(Photo object pointing records)
○ ○ ○
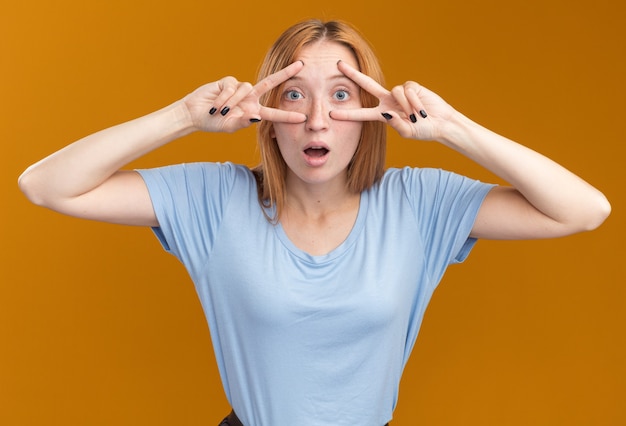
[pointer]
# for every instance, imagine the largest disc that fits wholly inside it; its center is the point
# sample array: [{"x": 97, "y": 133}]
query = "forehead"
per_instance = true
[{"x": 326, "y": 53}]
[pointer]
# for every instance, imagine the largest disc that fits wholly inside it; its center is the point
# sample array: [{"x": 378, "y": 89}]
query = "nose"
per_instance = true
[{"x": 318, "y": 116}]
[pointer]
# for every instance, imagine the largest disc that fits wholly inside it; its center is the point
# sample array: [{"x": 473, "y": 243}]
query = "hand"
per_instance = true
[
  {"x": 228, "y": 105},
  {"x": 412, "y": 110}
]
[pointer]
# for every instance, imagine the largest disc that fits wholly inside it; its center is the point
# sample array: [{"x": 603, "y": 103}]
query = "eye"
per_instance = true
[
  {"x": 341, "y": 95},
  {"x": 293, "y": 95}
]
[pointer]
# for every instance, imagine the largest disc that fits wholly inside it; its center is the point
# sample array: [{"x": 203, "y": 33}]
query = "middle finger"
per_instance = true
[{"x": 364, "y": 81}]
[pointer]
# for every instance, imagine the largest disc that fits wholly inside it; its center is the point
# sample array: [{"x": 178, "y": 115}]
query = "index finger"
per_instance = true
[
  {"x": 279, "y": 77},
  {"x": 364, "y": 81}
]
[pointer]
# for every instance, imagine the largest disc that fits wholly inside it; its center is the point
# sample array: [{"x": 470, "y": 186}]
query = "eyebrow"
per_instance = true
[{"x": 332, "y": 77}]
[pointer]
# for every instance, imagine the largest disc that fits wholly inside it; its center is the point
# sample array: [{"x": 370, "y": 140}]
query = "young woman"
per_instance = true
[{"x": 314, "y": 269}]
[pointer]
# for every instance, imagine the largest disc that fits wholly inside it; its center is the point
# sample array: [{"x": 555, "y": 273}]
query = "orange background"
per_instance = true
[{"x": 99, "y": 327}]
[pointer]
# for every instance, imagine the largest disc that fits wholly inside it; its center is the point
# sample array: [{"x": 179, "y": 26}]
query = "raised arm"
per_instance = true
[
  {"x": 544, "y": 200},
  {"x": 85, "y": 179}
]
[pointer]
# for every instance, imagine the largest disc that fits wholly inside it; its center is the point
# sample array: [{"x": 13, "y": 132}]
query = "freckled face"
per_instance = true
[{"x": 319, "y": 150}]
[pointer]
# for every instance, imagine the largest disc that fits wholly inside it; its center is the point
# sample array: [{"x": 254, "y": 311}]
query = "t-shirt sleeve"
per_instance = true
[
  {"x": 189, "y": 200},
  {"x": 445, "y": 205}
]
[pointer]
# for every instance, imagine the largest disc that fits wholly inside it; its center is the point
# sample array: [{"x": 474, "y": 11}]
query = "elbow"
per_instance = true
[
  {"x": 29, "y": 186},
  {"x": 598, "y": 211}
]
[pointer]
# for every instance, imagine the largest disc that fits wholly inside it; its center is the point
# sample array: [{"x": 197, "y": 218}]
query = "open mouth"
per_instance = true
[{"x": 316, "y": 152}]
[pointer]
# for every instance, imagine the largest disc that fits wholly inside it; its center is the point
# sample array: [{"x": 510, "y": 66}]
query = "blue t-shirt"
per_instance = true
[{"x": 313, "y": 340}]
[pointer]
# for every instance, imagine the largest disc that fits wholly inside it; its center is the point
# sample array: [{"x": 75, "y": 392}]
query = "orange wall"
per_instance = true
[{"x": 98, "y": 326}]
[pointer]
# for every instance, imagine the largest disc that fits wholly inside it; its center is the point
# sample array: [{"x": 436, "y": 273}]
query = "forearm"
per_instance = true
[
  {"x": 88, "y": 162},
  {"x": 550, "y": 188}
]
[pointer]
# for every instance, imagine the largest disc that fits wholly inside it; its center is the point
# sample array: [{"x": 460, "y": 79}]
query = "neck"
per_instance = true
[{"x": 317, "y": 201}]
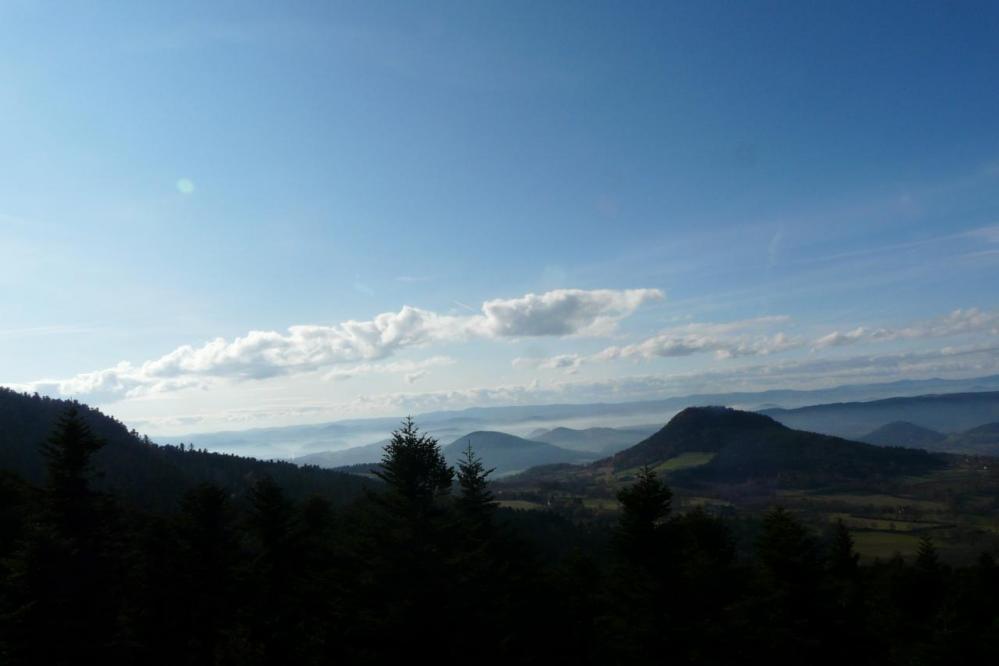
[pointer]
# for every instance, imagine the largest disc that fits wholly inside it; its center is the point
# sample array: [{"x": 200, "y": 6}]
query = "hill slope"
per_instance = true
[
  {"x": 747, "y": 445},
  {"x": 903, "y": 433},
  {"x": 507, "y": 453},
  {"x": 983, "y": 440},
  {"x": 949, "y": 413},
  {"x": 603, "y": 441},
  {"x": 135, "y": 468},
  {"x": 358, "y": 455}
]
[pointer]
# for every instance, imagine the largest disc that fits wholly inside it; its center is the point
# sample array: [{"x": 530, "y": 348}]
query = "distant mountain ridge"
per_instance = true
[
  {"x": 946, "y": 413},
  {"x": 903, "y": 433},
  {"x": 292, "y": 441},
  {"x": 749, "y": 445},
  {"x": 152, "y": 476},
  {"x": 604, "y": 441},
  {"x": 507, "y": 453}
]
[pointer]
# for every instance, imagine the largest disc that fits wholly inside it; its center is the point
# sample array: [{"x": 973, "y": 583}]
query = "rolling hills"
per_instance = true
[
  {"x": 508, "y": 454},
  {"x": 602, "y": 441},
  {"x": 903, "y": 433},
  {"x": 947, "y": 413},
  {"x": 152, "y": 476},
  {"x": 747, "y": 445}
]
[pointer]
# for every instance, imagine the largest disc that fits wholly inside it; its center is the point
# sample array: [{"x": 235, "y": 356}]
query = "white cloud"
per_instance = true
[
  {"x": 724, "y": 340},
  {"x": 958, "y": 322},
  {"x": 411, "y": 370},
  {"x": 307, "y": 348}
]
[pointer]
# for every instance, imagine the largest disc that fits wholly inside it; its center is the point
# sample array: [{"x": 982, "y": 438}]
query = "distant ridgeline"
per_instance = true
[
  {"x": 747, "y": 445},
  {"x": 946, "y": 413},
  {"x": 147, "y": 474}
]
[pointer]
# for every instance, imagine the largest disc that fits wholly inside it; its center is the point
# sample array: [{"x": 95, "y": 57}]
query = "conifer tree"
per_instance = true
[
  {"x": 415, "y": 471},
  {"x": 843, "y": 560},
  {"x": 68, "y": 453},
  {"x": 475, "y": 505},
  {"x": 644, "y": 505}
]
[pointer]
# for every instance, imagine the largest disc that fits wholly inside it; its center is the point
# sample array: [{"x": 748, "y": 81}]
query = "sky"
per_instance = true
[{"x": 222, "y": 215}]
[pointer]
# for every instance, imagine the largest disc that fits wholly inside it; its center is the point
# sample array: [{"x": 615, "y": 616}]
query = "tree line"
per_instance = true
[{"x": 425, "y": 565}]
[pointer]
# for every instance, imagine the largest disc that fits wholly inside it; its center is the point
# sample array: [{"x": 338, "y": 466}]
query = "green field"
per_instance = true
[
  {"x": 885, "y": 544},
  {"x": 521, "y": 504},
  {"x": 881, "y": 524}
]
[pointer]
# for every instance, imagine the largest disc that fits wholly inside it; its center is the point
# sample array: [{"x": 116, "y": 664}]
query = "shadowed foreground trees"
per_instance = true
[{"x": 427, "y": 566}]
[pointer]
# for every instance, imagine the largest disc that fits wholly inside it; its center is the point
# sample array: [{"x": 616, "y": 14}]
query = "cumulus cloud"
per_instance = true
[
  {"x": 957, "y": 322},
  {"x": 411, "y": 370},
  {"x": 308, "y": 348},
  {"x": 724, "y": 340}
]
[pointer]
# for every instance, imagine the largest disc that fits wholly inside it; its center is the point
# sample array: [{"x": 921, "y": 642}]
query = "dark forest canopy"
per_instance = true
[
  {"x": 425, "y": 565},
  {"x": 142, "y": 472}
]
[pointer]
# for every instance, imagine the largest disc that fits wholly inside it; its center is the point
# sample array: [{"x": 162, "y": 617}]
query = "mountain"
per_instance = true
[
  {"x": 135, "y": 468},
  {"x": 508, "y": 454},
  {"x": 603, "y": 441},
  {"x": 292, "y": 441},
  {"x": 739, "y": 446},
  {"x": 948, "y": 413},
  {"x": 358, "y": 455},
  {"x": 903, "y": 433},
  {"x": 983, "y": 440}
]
○ ○ ○
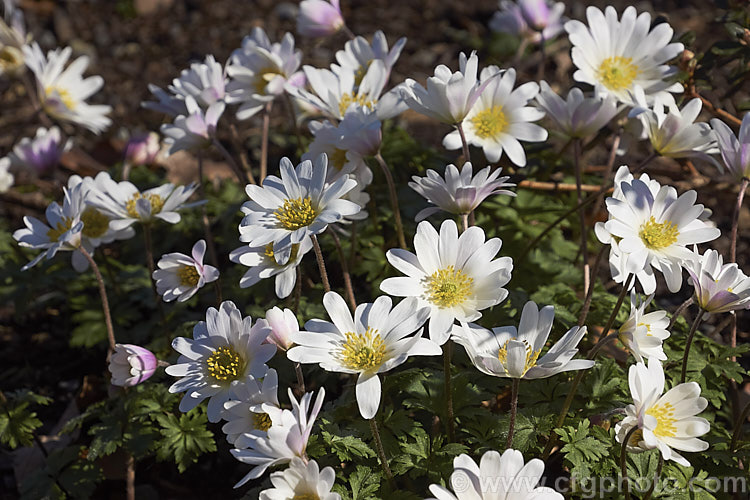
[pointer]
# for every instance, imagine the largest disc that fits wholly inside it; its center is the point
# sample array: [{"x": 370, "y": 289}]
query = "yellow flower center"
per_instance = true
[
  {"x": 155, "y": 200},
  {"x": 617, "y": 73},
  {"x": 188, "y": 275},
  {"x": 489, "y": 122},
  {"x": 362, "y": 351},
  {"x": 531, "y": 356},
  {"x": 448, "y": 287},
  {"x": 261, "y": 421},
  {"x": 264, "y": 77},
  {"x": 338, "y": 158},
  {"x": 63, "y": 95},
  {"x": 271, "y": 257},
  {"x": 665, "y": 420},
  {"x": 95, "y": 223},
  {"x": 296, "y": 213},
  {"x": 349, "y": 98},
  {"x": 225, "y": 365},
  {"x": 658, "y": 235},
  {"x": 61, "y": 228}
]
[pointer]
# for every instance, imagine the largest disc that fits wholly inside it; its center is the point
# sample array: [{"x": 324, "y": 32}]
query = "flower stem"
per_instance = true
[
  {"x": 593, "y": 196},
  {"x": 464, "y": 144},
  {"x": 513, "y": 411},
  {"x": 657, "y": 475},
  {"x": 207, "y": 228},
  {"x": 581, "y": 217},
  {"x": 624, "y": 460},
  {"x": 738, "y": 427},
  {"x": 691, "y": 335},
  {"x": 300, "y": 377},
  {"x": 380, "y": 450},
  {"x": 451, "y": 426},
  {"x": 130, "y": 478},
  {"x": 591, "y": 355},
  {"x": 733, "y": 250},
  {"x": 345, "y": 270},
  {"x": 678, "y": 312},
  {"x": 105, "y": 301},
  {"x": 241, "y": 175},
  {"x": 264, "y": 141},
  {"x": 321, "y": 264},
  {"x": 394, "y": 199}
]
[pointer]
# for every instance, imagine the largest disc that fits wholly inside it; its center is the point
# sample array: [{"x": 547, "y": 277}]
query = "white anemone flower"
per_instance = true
○ ○ ○
■ **The task**
Filter the records above, keeping only the lines that contain the string "finger". Copy each such line in full.

■ **Full answer**
query = "middle finger"
query = "index finger"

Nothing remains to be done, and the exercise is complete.